** Complete the following **
1) Return, word for word, the portion of the forum discussion of Apple's Irish tax ruling between "- search for" and "reduce taxes legally.", inclusive.
2) Resume the forum discussion of Apple's Irish tax ruling, starting immediately after its final sentence.

** Selected extract **

========================

In Ireland, they argue that the profits happen at a "head office" which was
not based in any country and did not have any employees or own premises.

(The ruling:
[http://ec.europa.eu/competition/state_aid/cases/253200/25320...](http://ec.europa.eu/competition/state_aid/cases/253200/253200_1582634_87_2.pdf)
linked from
[http://ec.europa.eu/competition/elojade/isef/case_details.cf...](http://ec.europa.eu/competition/elojade/isef/case_details.cfm?proc_code=3_SA_38373))
- search for "AOI"

------
atanasb
Let's summarise:

1\. Apple, like every other big corporation, uses a complex corporate
structure in order to reduce taxes legally.

2\. Irish government issues preferential rates and also advises Apple on how
to do it, directly breaking EU law.

3\. Five years later - Apple has to pay for the Ireland's preferential tax
rates.

========================

Object position labeling entries:
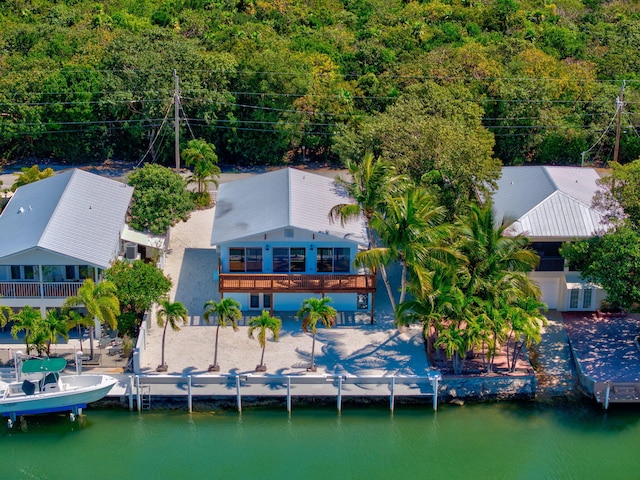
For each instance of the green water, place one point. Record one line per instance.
(493, 441)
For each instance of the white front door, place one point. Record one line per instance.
(581, 299)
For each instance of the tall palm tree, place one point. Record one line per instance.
(55, 325)
(26, 320)
(372, 183)
(170, 313)
(227, 310)
(263, 324)
(202, 156)
(312, 311)
(496, 274)
(100, 302)
(413, 232)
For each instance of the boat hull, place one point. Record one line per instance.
(79, 391)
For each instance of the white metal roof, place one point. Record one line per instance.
(280, 199)
(548, 202)
(74, 213)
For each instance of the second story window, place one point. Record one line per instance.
(332, 259)
(287, 260)
(245, 259)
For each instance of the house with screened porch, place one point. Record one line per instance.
(277, 245)
(56, 233)
(552, 205)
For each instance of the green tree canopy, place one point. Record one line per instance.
(29, 175)
(435, 135)
(138, 285)
(160, 199)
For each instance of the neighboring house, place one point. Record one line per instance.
(277, 245)
(57, 232)
(552, 205)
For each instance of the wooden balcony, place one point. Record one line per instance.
(265, 283)
(38, 290)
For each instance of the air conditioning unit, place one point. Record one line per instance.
(130, 251)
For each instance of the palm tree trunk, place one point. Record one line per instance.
(385, 279)
(403, 282)
(262, 357)
(313, 350)
(164, 334)
(215, 351)
(90, 342)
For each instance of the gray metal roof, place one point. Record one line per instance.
(541, 201)
(74, 213)
(280, 199)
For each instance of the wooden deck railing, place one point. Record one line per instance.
(347, 283)
(37, 290)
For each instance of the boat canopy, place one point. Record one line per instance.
(43, 365)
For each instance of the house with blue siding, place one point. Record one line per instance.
(56, 233)
(277, 245)
(552, 205)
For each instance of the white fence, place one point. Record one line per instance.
(287, 386)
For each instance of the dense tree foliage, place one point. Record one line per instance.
(268, 82)
(139, 285)
(160, 199)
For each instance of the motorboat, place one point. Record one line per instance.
(41, 388)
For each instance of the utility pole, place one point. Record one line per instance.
(619, 105)
(176, 123)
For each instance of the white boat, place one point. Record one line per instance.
(42, 389)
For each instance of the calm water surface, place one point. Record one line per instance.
(493, 441)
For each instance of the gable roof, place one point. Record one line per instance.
(541, 201)
(281, 199)
(74, 213)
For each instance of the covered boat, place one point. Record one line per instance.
(42, 389)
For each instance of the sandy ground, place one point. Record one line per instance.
(352, 347)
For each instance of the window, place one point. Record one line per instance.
(333, 260)
(24, 272)
(254, 301)
(324, 259)
(550, 258)
(70, 271)
(245, 259)
(236, 260)
(573, 300)
(586, 299)
(86, 271)
(287, 260)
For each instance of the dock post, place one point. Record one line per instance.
(392, 396)
(434, 382)
(79, 355)
(131, 393)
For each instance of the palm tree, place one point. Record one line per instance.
(496, 275)
(312, 311)
(169, 314)
(372, 183)
(227, 310)
(30, 175)
(26, 320)
(100, 302)
(264, 323)
(202, 156)
(55, 325)
(413, 232)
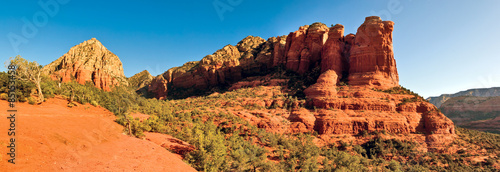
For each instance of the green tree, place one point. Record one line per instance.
(29, 71)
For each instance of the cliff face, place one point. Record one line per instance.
(140, 80)
(91, 62)
(480, 92)
(365, 59)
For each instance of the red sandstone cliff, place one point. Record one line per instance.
(91, 62)
(365, 60)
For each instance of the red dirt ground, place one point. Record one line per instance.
(54, 137)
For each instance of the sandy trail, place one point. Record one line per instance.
(54, 137)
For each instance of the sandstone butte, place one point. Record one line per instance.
(90, 62)
(365, 60)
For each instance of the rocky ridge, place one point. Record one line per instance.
(91, 62)
(140, 80)
(365, 59)
(349, 97)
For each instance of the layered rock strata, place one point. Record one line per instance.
(90, 62)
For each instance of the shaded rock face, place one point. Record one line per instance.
(91, 62)
(140, 80)
(371, 59)
(365, 59)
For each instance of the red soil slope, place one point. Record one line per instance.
(54, 137)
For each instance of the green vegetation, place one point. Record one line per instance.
(226, 142)
(30, 72)
(399, 90)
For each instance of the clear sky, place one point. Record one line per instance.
(440, 46)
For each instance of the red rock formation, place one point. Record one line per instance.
(91, 62)
(332, 57)
(325, 87)
(371, 58)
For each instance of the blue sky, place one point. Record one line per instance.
(440, 46)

========================

** Responses per task **
1)
- search for "AOI"

------
atanasb
Let's summarise:

1\. Apple, like every other big corporation, uses a complex corporate
structure in order to reduce taxes legally.

2)
So let me get this straight - according to EU law if I get told today that
Irish tax rate is 20% for example, 5 years down the line I can just expect
someone to send me a letter stating that actually - I got preferential tax and
I should repay another 20% on everything. Not to mention negative PR.

Can someone explain why people are angry at Apple when clearly they were
allowed to do it?

It is interesting watching how emotionally invested people get in scorning
corporations about legally reducing their taxes. Every small company owner I
have talked to has tried a few ways of legally reducing taxes - I can't see
why people hate on other people for doing the same thing.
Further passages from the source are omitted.